■ TEXTO FUENTE ■
:::::
AA.VV. con prólogo de Carlos Sambricio


  • ISBN: 978-84-09-14563-8

  • Editorial: Lampreave

  • Dimensiones: 224 mm x 264 mm

  • Páginas: 384

  • Figuras: 530

  • Encuadernación: cartoné forrado con tela

  • Idioma: español

  • Año de edición: 2021

  • PVP: 60€ (IVA incluido)

Al iniciarse los años cincuenta el reclamo de modernidad y el rechazo a lo que había sido la arquitectura de “la última década” se había generalizado. En la Escuela y en la profesión, en un importante momento histórico, comenzaba una nueva época, al tomar su arquitectura un sesgo distinto. Fue entonces cuando, frente a los poblados de la Dirección General de Regiones Devastadas o del Instituto Nacional de Colonización, aparecieron los poblados dirigidos, los de absorción, los mínimos y los agrícolas; cuando frente a la forzada referencia a una falsa arquitectura popular se reclamó la necesidad de construir con nuevos materiales; cuando frente a anquilosados programas de necesidades se asumió la idea de “confort”. Si los años cuarenta fueron pesadamente monótonos, los cincuenta, por el contrario, fueron momentos de tiempos cortos, de cambios constantes, de propuestas debastadas, aceptadas o rechazadas. Y fue aquel ambiente el que conocieron, en sus primeros pasos, los que luego dominaron el panorama arquitectónico de la segunda mitad del siglo XX en Madrid, Luis Cubillo entre otros.
:::::
■ DATOS PROPORCIONADOS ■
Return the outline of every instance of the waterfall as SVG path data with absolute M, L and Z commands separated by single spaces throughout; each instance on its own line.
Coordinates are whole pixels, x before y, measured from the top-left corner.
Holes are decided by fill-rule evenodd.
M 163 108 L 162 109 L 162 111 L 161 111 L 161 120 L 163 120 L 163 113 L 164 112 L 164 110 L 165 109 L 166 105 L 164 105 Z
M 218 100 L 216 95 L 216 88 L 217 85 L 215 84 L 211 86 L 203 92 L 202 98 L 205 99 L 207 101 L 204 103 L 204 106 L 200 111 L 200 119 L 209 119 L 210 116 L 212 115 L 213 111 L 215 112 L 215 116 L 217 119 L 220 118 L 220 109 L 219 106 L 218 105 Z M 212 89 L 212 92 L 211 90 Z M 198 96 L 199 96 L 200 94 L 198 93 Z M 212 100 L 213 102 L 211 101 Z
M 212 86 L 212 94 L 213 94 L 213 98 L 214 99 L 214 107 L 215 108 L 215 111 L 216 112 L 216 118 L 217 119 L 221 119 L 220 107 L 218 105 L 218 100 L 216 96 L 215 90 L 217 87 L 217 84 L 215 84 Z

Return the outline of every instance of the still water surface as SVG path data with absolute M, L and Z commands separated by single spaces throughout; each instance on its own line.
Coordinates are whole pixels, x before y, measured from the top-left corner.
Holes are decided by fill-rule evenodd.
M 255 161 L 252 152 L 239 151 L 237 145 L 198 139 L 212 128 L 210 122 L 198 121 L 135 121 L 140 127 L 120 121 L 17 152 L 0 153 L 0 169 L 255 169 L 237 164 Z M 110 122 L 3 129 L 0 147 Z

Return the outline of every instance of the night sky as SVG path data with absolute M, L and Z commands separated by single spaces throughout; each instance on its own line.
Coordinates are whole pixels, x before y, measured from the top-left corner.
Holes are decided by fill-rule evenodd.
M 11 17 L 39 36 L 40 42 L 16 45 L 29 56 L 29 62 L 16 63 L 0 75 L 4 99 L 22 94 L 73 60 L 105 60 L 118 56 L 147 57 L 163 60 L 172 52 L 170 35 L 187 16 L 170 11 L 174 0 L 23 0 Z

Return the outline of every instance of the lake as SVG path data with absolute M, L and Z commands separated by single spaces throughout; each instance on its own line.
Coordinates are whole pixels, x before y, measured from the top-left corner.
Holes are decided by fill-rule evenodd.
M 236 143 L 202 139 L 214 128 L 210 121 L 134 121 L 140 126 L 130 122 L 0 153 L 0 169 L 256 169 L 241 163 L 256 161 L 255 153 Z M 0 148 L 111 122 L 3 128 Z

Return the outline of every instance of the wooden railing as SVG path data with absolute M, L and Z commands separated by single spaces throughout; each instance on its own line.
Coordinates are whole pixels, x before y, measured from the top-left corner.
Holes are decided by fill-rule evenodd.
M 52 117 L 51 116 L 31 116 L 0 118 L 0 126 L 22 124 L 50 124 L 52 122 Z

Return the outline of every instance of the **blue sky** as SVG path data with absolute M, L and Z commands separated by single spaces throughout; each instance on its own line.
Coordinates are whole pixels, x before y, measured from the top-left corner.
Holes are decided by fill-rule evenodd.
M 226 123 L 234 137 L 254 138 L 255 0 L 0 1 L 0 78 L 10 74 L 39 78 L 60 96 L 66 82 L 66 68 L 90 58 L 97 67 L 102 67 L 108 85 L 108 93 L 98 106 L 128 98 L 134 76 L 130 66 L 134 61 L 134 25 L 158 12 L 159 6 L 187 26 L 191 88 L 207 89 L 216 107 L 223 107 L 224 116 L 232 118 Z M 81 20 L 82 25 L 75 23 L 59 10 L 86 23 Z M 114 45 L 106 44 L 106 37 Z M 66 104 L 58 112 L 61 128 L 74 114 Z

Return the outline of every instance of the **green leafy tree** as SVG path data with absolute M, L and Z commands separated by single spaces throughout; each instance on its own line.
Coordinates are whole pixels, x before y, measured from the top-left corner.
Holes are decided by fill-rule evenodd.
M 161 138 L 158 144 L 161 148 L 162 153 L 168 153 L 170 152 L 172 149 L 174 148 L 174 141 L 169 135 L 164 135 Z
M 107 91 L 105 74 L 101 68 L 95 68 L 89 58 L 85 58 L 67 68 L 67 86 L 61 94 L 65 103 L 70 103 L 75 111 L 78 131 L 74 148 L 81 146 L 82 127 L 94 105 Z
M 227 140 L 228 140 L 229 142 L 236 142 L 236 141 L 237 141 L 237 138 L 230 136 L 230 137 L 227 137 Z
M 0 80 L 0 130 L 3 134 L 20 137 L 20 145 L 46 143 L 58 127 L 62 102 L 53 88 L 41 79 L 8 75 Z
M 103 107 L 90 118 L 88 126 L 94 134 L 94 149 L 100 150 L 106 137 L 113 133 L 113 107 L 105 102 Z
:::::
Copia de principio a fin el texto sobre la arquitectura de los años cincuenta, sin cambiar nada.

AA.VV. con prólogo de Carlos Sambricio


  • ISBN: 978-84-09-14563-8

  • Editorial: Lampreave

  • Dimensiones: 224 mm x 264 mm

  • Páginas: 384

  • Figuras: 530

  • Encuadernación: cartoné forrado con tela

  • Idioma: español

  • Año de edición: 2021

  • PVP: 60€ (IVA incluido)

Al iniciarse los años cincuenta el reclamo de modernidad y el rechazo a lo que había sido la arquitectura de “la última década” se había generalizado. En la Escuela y en la profesión, en un importante momento histórico, comenzaba una nueva época, al tomar su arquitectura un sesgo distinto. Fue entonces cuando, frente a los poblados de la Dirección General de Regiones Devastadas o del Instituto Nacional de Colonización, aparecieron los poblados dirigidos, los de absorción, los mínimos y los agrícolas; cuando frente a la forzada referencia a una falsa arquitectura popular se reclamó la necesidad de construir con nuevos materiales; cuando frente a anquilosados programas de necesidades se asumió la idea de “confort”. Si los años cuarenta fueron pesadamente monótonos, los cincuenta, por el contrario, fueron momentos de tiempos cortos, de cambios constantes, de propuestas debastadas, aceptadas o rechazadas. Y fue aquel ambiente el que conocieron, en sus primeros pasos, los que luego dominaron el panorama arquitectónico de la segunda mitad del siglo XX en Madrid, Luis Cubillo entre otros.